### [TEXTE À LIRE]
####################
Cannes 2017 : Jérémie Renier, « en résonance »
Par Laurent Carpentier
Rencontre avec le comédien à l’affiche de « L’Amant double », film de François Ozon en compétition officielle au Festival de Cannes, dans lequel il interprète deux jumeaux.
Il ne s’en rappelle pas. Pourtant, il a déjà joué un jumeau. Bien avant L’Amant double de François Ozon, dans lequel on le retrouve aujourd’hui en compétition officielle au Festival de Cannes. C’était il y a dix ans dans Nue propriété de Joachim Lafosse, un double qui s’aime et se détruit.
Sauf qu’alors, le jumeau de Jérémie Renier était interprété par son frère dans la vraie vie, Yannick, de six ans son aîné. C’est sur ce tournage qu’ils ont découvert le plaisir de travailler ensemble (« On a le même humour mais pas les mêmes angoisses », dit-il) et mis en chantier leur premier long-métrage qui devrait sortir en janvier 2018, sur la « sororité » : deux sœurs, qui exercent le même métier, actrice. Son titre : Carnivores.
C’est à ce moment-là qu’il a reçu le coup de fil de François Ozon. « Souvent, j’ai remarqué qu’on me proposait des films qui avaient un rapport direct avec ce que j’étais en train de vivre, sourit-il, accoudé à la fenêtre, pieds nus, une cigarette au bec. Est-ce que c’est une énergie ? Ou le hasard ? Je ne sais pas, mais souvent il y a une résonance. »
Des jumeaux, Paul et Louis, psychanalystes, l’un est un ange, l’autre un diable. Ils partagent une patiente, Chloé qui est aussi leur amante. « Je sortais de mon tournage à moi, et je n’avais pas spécialement envie de jouer. Le côté thriller érotique demandait d’y aller à fond. Certes c’est un cadeau de pouvoir jouer comme ça deux personnages dans un film mais je crois que je ne l’aurais pas fait si cela n’avait pas été François », dit-il.
####################
### [DONNÉES EXTRAITES]
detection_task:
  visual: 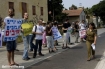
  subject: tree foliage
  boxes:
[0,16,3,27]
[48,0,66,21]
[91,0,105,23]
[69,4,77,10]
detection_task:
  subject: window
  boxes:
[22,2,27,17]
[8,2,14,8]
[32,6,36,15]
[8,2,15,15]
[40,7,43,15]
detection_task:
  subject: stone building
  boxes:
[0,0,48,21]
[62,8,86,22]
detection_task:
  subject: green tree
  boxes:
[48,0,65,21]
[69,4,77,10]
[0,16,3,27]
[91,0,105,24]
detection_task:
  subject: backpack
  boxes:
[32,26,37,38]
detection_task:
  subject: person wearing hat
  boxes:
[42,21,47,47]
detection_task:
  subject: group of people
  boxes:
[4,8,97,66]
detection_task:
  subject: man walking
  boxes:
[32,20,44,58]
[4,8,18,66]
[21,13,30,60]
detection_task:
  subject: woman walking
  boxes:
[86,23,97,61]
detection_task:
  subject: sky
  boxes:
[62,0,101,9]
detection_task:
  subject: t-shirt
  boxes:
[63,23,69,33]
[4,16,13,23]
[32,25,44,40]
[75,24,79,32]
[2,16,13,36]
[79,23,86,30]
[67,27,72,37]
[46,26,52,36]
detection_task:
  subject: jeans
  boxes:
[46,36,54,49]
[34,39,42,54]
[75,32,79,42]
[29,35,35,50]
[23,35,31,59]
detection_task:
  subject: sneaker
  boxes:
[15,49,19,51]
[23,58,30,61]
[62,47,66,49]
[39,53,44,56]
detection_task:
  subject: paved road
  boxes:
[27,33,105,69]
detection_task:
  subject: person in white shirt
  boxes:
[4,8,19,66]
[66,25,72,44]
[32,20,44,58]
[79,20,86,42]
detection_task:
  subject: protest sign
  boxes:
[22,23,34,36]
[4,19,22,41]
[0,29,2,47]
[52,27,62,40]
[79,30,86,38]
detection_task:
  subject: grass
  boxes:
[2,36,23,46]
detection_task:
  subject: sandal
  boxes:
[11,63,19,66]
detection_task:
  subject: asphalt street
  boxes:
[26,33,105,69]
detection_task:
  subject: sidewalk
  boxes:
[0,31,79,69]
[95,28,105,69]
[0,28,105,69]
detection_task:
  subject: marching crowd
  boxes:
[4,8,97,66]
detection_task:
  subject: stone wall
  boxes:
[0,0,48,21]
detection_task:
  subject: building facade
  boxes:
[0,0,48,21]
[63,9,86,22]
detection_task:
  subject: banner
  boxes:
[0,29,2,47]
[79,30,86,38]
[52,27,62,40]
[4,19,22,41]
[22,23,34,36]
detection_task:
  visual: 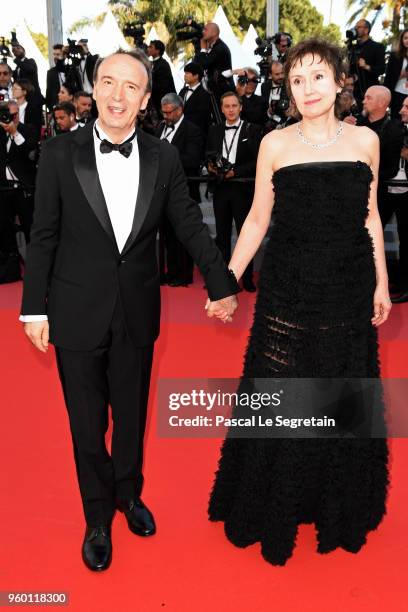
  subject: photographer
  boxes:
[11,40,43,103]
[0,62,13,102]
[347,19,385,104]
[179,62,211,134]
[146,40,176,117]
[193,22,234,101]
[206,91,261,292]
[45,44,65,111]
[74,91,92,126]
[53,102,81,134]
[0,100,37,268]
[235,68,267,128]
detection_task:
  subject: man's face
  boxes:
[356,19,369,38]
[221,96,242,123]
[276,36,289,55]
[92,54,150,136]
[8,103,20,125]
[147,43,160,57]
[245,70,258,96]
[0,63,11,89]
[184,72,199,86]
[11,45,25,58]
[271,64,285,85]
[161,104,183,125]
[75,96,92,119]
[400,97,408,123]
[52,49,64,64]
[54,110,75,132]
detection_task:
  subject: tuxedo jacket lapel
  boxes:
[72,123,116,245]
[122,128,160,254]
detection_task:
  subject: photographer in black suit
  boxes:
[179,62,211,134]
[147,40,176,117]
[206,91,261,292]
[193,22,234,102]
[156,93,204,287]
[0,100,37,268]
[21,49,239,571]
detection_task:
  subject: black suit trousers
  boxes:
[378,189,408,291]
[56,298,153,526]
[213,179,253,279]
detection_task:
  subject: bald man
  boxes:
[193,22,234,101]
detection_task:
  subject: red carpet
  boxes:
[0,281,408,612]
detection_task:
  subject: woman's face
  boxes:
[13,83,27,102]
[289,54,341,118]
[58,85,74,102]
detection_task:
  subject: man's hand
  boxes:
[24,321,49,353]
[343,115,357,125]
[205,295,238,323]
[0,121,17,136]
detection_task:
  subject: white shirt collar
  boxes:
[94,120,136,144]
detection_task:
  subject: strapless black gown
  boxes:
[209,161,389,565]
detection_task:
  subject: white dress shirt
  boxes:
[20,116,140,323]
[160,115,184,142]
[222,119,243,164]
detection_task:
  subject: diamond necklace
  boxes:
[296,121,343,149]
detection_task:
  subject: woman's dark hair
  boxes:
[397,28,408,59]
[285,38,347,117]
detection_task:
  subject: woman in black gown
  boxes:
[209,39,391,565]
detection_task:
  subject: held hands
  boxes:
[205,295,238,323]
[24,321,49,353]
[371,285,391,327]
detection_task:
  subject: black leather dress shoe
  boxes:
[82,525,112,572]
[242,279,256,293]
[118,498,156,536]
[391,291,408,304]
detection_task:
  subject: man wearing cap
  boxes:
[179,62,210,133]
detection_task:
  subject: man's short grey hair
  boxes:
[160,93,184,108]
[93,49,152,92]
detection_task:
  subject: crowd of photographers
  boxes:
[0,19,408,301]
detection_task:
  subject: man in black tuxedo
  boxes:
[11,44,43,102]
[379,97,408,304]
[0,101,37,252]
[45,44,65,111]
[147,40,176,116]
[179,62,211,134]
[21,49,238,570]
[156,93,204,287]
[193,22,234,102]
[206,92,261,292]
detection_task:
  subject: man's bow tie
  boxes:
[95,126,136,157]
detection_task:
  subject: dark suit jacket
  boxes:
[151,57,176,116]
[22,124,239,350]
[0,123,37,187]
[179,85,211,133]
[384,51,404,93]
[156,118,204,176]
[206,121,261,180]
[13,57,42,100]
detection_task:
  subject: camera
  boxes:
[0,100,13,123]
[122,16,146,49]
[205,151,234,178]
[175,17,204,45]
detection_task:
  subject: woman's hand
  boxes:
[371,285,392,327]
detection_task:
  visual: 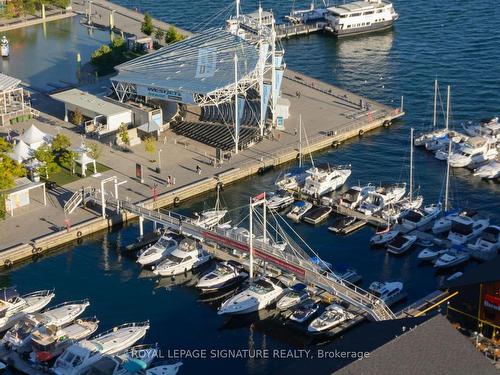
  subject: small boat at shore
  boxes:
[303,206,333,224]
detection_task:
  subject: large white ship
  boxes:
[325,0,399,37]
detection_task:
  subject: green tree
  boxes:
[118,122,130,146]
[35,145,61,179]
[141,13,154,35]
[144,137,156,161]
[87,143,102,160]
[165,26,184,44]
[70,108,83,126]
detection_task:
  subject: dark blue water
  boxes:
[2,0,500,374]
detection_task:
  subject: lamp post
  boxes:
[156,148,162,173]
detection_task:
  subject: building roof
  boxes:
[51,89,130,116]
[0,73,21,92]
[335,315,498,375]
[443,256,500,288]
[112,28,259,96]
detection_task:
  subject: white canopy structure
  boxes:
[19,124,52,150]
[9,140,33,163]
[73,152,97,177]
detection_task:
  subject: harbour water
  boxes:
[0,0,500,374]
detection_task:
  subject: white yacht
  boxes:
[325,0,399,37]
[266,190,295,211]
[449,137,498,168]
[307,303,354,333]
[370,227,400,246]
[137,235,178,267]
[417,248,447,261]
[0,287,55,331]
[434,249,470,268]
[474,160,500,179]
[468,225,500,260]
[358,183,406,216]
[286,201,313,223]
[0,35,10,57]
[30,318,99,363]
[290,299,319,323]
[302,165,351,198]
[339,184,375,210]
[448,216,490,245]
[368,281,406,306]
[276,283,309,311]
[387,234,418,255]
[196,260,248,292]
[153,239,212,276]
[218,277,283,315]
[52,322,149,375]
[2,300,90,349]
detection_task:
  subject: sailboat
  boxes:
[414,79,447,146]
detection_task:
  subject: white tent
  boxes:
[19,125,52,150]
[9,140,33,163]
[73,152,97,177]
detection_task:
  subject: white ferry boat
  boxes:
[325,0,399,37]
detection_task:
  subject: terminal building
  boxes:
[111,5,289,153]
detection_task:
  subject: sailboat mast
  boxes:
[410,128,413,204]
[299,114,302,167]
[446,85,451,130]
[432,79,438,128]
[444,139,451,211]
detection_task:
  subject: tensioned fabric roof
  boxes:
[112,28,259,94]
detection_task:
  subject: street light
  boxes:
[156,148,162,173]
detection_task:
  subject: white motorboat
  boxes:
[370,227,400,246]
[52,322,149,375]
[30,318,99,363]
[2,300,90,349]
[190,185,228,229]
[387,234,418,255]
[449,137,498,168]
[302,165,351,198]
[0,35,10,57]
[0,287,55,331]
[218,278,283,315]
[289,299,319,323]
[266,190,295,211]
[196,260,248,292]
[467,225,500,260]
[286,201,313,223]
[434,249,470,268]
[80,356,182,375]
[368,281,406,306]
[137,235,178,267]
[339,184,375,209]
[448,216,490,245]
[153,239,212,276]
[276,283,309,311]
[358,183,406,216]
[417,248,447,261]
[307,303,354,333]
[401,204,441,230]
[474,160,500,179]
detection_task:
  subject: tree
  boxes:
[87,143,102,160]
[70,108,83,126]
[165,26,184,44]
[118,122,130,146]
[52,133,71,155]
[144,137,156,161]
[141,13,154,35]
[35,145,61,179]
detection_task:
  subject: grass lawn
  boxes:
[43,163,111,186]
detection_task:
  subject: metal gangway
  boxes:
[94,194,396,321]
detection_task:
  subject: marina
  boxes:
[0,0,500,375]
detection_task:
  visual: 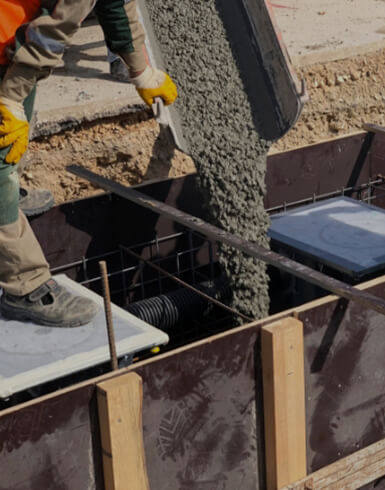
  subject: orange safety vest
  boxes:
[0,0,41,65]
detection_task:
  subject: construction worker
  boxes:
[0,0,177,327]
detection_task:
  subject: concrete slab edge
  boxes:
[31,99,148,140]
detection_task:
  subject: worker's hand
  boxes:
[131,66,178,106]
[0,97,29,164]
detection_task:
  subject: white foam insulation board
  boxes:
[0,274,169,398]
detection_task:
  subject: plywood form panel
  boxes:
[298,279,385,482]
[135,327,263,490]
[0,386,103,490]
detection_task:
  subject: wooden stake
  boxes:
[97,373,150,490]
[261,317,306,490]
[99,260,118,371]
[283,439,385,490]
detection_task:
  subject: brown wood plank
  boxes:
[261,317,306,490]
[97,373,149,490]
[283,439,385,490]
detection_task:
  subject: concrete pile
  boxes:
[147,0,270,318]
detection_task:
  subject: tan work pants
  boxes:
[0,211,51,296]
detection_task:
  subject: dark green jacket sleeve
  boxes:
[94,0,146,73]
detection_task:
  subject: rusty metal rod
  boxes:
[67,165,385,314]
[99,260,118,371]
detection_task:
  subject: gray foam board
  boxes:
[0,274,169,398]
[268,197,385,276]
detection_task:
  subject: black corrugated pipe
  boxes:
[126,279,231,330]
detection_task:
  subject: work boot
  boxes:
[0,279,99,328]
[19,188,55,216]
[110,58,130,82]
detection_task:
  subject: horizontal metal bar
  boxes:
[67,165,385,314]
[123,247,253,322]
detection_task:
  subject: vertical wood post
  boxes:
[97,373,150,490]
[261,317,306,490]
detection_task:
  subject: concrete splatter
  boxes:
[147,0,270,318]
####################
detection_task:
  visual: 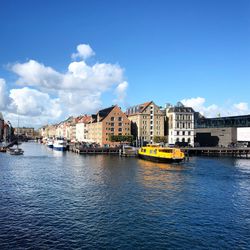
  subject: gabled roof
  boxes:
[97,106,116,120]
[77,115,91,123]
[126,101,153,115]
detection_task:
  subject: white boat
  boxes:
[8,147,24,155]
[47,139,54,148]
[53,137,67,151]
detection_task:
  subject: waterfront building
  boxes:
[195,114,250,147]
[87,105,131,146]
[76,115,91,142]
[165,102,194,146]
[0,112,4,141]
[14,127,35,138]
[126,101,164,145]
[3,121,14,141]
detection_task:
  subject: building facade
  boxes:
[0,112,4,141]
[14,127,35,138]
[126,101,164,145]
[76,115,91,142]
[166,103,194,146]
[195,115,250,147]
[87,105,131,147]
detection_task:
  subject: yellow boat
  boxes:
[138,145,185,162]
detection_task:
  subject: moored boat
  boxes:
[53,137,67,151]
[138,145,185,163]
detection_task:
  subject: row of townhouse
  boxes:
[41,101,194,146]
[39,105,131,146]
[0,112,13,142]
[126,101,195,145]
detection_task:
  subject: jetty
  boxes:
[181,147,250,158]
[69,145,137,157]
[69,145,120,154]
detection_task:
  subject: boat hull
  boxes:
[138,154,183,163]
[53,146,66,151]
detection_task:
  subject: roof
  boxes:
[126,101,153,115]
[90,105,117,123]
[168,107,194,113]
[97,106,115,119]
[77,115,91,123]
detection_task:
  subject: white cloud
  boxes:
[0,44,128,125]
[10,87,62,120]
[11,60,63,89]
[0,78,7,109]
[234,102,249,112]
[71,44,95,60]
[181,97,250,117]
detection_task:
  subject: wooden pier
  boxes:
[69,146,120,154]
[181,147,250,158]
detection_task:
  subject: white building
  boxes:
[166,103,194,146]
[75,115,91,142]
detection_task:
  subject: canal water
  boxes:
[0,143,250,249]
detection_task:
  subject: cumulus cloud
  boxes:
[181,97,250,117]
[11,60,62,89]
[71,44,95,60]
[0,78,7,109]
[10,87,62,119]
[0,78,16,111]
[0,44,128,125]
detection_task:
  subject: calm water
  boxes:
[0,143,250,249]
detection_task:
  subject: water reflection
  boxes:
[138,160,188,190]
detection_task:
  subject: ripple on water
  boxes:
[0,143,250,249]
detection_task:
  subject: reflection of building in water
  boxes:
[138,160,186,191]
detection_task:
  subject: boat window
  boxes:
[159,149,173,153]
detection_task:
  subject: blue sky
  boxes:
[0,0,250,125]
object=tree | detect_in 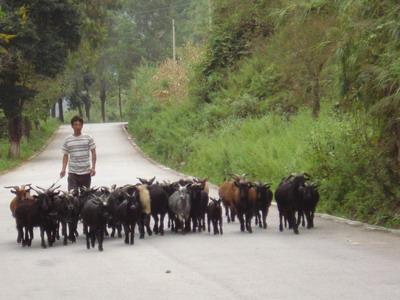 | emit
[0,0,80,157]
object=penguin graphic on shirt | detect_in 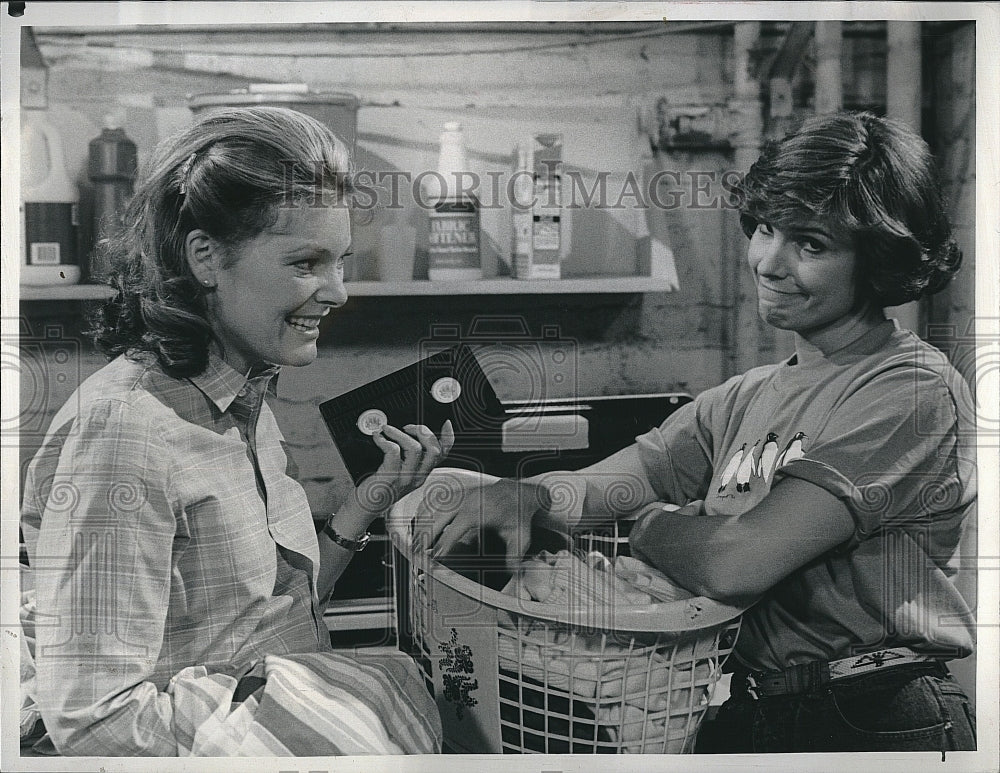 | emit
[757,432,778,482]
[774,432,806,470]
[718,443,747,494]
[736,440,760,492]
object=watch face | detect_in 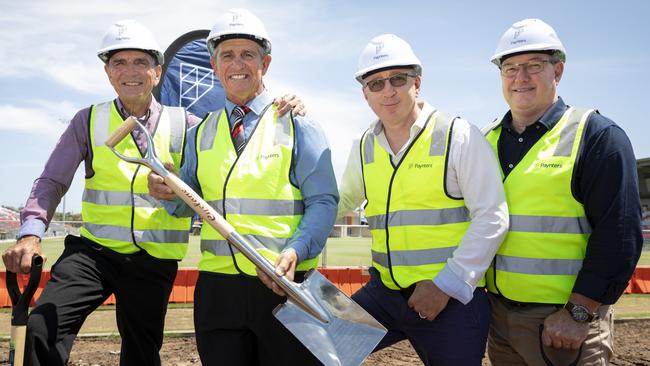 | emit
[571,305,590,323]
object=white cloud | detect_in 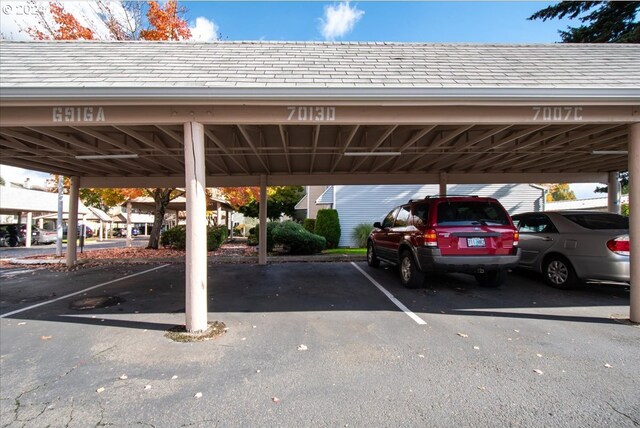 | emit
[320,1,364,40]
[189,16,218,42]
####################
### [CONSIGNE]
Poursuivez, s'il vous plaît, l'article consacré à Jérémie Renier juste après sa dernière phrase.

### [RÉPONSE]
« Bouffées d’oxygène »
Jérémie est seul dans sa chambre. Pas plus de « gentil » Paul dans le fauteuil, que de « méchant » Louis allongé sur le lit, ces deux caractères complexes qu’il cisèle dans le film au point de nous perdre – malice du réalisateur et de son acteur.
« Avec François on aime jouer, se charrier, se titiller. Dès le premier film, Les Amants criminels, les tournages ont été des bouffées d’oxygène. Pourtant : à 17 ans, me trimballer en caleçon, accroché à une laisse, tirée par Miki Manojlović, ce n’était pas forcément évident. Mais il y a toujours quelque chose de l’amusement. Avec François Ozon, on est là pour essayer, pas pour souffrir. Avec lui, j’ai l’impression de pouvoir être moi, dans ma bêtise, dans le côté enfantin du jeu, le côté tactile, sans qu’il y ait des choses étranges ou mal perçues. »
« Jérémie, c’est un peu comme mon petit frère, assure le réalisateur. Pour L’Amant double, il n’était pas mon premier choix justement sans doute pour ça : parce que je voyais d’abord l’enfant chez lui. C’est notre troisième film ensemble mais on lui a fait passer un casting. Et j’ai été bluffé. Il a acquis une maturité, une virilité que je ne voyais pas. Comme tous les grands acteurs, il est à l’aise avec le fait d’être érotisé. Il me fait penser à Michael Fassbender avec qui j’ai travaillé sur Angel. Ce besoin de s’engager physiquement. Son corps, il le donne. S’il comprend pourquoi. »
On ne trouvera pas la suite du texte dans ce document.